**TASK INSTRUCTIONS:**
- a) According to the biomimetic crown transfer text, what solution had the donor tooth been submerged in?
- b) Write out everything from "A while back, a" down to "lying around? Check." in the biomimetic crown transfer text, swapping "molar" for "premolar".

**PASSAGE TO READ:**
######

Biomimetic Crown Transfer

A while back, a member of our study club came across a case report by Pascal Magne titled:

An approach to biomimetics: the natural CAD/CAM restoration: a clinical report.

The report basically involved tricking the digital system to mill a real molar into the shape of a crown restoration. The idea seemed pretty awesome, because what restoration material can be better than our own biological enamel?

The method does not seem particularly difficult, so that got me thinking:

Does our clinic use the same system (CEREC)? Check.

Do we have spare milling blocks lying around? Check.

Do we have too much free time? Double Check.

Is there practical clinical application? Who cares.

All aboard the train of discovery!

The Procedure

The donor tooth, which has been submerged in a hydrogen peroxide solution for an unknown period of time.


The donor tooth after trimming the root.


We opted for a crown preparation instead of an onlay. Unfortunately, this became problematic because the recipient site was wider near the margins than the donor tooth. This means that the margins on the final restoration would be smaller than our design.


A second stone cast with the treatment site trimmed and fitted with the donor tooth.


This configuration was scanned to create the reference BioCopy.


Biocopy (brown) with restoration design (white) overlay.


Last step of the restoration design process before milling.


Ensuring that our special block is large enough to accommodate the donor tooth. One of the plates would later be removed.


Silicone impression of the milled restoration.


The silicone impression was used as a positional guide for the donor tooth and the block handle.


With their positions determined, the donor tooth was bonded onto the special block with resin cement.


In this case, there is no such thing as too much cement.


Now, the moment of truth.


The finished product. Notice the chipping on the lingual margins, which was due to the aforementioned size difference between the donor tooth and the recipient site.


Finished biomimetic restoration: occlusal view.


Finished biomimetic restoration: lingual view.


Finished biomimetic restoration: pretentious psuedo-artistic view.


Although the current clinical application of this procedure is questionable, in this experiment we have shown that it is technically feasible. Now, the big question is whether enamel is, in fact, the better restorative solution to ceramics. If this is true, then there is no doubt in my mind that newer and revised iterations of this method will become viable in the future.

######

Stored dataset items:

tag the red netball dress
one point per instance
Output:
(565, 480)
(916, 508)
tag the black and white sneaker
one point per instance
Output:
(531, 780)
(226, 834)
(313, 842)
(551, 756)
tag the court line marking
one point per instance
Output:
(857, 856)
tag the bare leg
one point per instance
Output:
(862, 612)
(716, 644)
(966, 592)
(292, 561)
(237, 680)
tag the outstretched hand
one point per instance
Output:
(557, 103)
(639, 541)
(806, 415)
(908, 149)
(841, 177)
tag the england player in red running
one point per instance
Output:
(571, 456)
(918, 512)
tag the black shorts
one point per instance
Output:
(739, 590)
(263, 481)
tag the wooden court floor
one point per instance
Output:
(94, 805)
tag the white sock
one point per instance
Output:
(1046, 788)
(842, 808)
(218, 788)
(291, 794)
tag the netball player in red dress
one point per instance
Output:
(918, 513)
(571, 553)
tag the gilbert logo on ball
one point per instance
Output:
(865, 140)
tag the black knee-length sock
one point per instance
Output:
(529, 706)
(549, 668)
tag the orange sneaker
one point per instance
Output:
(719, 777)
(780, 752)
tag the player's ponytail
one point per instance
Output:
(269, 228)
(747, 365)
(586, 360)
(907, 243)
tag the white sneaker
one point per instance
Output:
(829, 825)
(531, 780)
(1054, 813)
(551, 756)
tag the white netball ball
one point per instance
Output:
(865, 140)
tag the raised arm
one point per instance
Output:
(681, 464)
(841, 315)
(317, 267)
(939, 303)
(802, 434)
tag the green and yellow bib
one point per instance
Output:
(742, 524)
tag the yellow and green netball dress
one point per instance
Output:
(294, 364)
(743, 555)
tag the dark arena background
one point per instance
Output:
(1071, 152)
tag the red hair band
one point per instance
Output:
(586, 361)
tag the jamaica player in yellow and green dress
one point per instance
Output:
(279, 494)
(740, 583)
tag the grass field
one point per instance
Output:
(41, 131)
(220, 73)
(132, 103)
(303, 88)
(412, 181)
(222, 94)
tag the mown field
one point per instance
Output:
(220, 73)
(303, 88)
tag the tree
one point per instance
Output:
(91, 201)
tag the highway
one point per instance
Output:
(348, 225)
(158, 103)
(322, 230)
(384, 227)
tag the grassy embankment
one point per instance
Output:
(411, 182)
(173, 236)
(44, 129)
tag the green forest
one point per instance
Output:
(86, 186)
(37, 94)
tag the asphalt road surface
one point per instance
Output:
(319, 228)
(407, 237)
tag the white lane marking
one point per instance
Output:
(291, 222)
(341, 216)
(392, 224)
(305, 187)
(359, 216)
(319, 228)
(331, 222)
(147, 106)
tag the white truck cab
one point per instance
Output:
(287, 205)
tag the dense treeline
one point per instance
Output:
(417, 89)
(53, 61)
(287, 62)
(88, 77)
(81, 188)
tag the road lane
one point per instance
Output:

######

**SOLUTIONS BY TASK:**
- a) A hydrogen peroxide solution.

- b)
A while back, a member of our study club came across a case report by Pascal Magne titled:

An approach to biomimetics: the natural CAD/CAM restoration: a clinical report.

The report basically involved tricking the digital system to mill a real premolar into the shape of a crown restoration. The idea seemed pretty awesome, because what restoration material can be better than our own biological enamel?

The method does not seem particularly difficult, so that got me thinking:

Does our clinic use the same system (CEREC)? Check.

Do we have spare milling blocks lying around? Check.